* SUPPLIED PASSAGE
Thomas Cook, the world's oldest travel firm, collapsed today, stranding hundreds of thousands of holidaymakers around the globe and sparking the largest peacetime repatriation effort in British history.

What happens now and why did it collapse?

Who is affected?

The firm ran hotels, resorts and airlines for 19 million travellers a year in 16 countries, generating revenue in 2018 of £9.6 billion. 

It currently has 600,000 people abroad, including more than 150,000 British citizens. 

Thomas Cook employs 21,000 people and is the world's oldest travel company, founded in 1841. The company has £1.7 billion of debt.

What should affected Irish customers do?

The Commission for Aviation Regulation has said Irish customers of Thomas Cook who are currently abroad and are due to return to the UK on or before October 6 will be accommodated on a new flight.

In a statement, the CAR said such journeys will either be on a UK Civil Aviation Authority operated flight or on an existing flight with another airline.

"If you travelled from Belfast, you can avail of a repatriation flight to Belfast," it said.

However, these repatriation flights will only operate for the next two weeks and after this date passengers will need to make their own arrangements to get home.

Thomas Cook was covered by the UK ATOL travel protection scheme and so passengers should be reimbursed for the cost of returning, but should keep their receipts, the CAR said.

In the event that a booking was not covered by ATOL, the CAR said customers should contact their card issuer, bank or travel insurer for advice about the possibility of claiming a refund.

"Some non-flight packages or hotel bookings may be protected by trade organisations in the UK such as ABTA," it said.

For customers of Thomas Cook who have booked but not yet travelled, the CAR said most holidays and flights booked through the company are now cancelled.

Refunds can be sought by making a claim through the ATOL scheme, it said.

Customers who have booked a Thomas Cook package through an Irish travel agent should also be covered under ATOL.

In such circumstances, the CAR is advising passengers to contact the Irish travel agent that they booked with.

More information is available at https://thomascook.caa.co.uk/.

What happens to UK tourists?

The British government has asked the UK Civil Aviation Authority (CAA) to launch a repatriation programme over the next two weeks, from Monday to October 6, to bring Thomas Cook customers back to the UK. 

"Due to the significant scale of the situation, some disruption is inevitable, but the Civil Aviation Authority will endeavour to get people home as close as possible to their planned dates," it said. 

A fleet of aircraft will be used to repatriate British citizens. In a small number of destinations, alternative commercial flights will be used. 

About 50,000 tourists are stranded in Greece, mainly on islands, a Greek tourism ministry official told Reuters today.

The CAA has launched a special website, thomascook.caa.co.uk, where affected customers can find details and information on repatriation flights.

For those customers not flying from Britain, alternative arrangements will have to be found. 

In Germany, a popular customer market for Thomas Cook, insurance companies will coordinate the response.

What is the advice to passengers?

"Customers currently overseas should not travel to the airport until their flight back to the UK has been confirmed on the dedicated website," the CAA said.

"Thomas Cook customers in the UK yet to travel should not go to the airport as all flights leaving the UK have been cancelled."

Who will pay for the cost of hotels?

* PROBLEM DESCRIPTION
List every heading in the Thomas Cook article that is phrased as a question, in the order they appear. The records that follow play no part in these tasks.

* RECORDS
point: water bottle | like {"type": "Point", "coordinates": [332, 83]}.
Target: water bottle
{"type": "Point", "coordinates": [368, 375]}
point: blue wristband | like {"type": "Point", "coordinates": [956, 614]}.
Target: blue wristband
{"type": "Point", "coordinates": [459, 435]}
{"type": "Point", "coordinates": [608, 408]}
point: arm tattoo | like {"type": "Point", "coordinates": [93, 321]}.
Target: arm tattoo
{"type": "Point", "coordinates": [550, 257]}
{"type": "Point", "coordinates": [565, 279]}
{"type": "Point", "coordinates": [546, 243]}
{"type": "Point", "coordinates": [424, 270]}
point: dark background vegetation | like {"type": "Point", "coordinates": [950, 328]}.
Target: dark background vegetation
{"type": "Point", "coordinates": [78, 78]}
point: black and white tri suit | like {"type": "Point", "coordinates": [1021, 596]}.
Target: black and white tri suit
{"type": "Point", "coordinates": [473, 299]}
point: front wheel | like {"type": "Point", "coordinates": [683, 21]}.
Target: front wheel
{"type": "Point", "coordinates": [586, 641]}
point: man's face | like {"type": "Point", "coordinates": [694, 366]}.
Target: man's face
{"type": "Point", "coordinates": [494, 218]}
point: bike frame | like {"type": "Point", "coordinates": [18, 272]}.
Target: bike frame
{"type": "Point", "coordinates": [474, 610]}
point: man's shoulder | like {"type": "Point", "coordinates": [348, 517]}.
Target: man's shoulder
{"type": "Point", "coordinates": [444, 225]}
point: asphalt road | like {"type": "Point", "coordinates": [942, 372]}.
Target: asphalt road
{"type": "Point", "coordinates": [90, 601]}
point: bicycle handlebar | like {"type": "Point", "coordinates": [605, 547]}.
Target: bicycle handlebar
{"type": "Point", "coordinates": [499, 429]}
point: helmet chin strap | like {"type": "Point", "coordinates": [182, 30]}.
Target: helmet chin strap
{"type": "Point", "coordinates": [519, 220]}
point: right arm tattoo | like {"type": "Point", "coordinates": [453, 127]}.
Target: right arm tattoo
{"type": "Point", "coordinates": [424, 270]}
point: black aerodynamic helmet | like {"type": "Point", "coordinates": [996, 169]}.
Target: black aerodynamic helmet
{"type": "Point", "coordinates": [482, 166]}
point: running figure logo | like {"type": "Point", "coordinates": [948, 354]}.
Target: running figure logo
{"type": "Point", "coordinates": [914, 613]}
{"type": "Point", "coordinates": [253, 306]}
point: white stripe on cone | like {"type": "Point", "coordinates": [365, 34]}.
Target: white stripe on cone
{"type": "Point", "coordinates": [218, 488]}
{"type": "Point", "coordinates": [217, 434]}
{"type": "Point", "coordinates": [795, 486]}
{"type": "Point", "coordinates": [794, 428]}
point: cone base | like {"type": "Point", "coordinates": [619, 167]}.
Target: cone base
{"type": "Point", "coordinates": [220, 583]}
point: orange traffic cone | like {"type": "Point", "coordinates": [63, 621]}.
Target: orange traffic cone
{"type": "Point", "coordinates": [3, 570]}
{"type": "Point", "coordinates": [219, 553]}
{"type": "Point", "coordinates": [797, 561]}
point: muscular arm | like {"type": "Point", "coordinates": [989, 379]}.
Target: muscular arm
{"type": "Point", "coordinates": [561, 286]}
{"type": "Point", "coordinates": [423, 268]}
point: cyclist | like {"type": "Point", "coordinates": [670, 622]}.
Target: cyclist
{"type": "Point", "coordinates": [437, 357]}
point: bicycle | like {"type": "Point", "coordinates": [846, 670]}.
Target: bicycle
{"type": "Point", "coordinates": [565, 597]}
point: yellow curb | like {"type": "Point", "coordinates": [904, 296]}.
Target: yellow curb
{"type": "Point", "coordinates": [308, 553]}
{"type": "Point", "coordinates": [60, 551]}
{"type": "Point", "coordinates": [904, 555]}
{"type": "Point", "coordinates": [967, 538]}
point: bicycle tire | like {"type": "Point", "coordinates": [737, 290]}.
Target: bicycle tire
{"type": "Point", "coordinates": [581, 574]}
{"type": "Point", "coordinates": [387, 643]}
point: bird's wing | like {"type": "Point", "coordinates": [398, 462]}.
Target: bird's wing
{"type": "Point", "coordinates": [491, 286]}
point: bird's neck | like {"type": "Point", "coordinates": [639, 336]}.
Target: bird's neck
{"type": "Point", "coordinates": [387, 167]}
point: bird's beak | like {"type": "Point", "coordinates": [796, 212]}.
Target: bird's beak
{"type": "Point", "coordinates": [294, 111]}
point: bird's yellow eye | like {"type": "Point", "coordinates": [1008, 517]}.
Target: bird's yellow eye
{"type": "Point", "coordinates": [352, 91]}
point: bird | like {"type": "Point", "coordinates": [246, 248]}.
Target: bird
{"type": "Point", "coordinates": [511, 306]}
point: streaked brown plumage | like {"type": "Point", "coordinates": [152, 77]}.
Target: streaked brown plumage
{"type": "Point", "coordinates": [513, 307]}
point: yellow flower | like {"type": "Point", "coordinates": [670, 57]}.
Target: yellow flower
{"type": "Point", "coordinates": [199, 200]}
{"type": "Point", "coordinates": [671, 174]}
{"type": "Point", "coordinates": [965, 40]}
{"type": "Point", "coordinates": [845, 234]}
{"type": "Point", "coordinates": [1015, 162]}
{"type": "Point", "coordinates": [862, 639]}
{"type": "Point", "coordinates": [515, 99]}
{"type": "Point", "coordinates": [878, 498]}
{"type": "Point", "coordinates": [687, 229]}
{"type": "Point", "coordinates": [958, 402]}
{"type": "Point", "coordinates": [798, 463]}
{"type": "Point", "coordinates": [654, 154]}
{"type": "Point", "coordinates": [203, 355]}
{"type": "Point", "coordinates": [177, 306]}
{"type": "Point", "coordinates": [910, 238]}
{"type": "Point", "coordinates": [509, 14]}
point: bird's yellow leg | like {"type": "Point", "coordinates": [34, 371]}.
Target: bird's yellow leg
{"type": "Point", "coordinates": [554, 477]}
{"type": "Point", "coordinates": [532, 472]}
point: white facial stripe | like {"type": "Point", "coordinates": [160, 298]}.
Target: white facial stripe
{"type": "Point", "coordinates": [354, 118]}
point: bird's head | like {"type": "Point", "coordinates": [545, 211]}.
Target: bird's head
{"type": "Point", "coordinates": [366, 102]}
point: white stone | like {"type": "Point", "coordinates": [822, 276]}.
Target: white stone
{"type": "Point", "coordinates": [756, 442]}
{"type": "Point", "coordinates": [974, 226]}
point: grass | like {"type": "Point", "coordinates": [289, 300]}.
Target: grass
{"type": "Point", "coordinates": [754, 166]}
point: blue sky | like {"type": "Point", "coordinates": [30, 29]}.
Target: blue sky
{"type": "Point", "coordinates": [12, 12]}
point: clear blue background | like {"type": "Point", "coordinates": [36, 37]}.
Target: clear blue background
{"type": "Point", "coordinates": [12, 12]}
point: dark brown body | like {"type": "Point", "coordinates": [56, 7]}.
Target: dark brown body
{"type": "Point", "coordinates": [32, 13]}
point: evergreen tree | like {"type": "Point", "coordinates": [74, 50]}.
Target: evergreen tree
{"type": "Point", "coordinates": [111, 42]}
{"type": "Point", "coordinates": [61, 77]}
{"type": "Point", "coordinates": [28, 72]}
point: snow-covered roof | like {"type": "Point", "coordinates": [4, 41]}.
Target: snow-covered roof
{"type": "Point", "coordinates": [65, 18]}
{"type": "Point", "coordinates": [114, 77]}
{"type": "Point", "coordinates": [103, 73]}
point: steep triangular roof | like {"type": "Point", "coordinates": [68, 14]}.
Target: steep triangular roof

* SOLUTION
What happens now and why did it collapse?
Who is affected?
What should affected Irish customers do?
What happens to UK tourists?
What is the advice to passengers?
Who will pay for the cost of hotels?